Project 2025

Who's Afraid of Project 2025?

7/30/24
from The Wall Street Journal,
7/28/24:

Democrats run against a think-tank paper that Trump disavows. Why?

I will do everything in my power to unite the Democratic Party—and unite our nation—to defeat Donald Trump and his extreme Project 2025 agenda,” Ms. Harris tweeted shortly after President Biden dropped out. She’s picking up this ball from Mr. Biden, and her campaign website claims that Project 2025 would “strip away our freedoms” and “abolish checks and balances.

Sounds terrible, but is it?

  • The 922-page document doesn’t lack for modesty, as a wish list of policy reforms that would touch every part of government from the Justice Department to the Corporation for Public Broadcasting.
  • The project is led by the Heritage Foundation and melds the work of some 400 scholars and analysts from an eclectic mix of center-right groups.
  • Most of the Democratic panic-mongering has focused on the project’s aim to rein in the administrative state. That includes civil service reform that would make it easier to remove some government workers, and potentially revisiting the independent status of agencies like the Federal Trade Commission. The latter isn’t going to happen, but getting firmer presidential control over the bureaucracy would improve accountability. The federal government has become so vast that Presidents have difficulty even knowing what is going on in the executive branch. Americans don’t want to be ruled by a permanent governing class that doesn’t answer to voters.

### Written problem A
In the Project 2025 article, why would firmer presidential control over the bureaucracy improve accountability? Answer in one to three sentences.
### Written problem B
According to the Project 2025 article, which organization leads the project?

### Source material
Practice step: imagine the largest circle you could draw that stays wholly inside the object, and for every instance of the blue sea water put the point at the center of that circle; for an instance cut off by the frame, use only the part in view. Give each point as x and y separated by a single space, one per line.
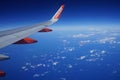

### Output A
The federal government has grown so vast that Presidents have difficulty even knowing what is going on in the executive branch. Firmer control would keep Americans from being ruled by a permanent governing class that doesn't answer to voters.

### Output B
The Heritage Foundation.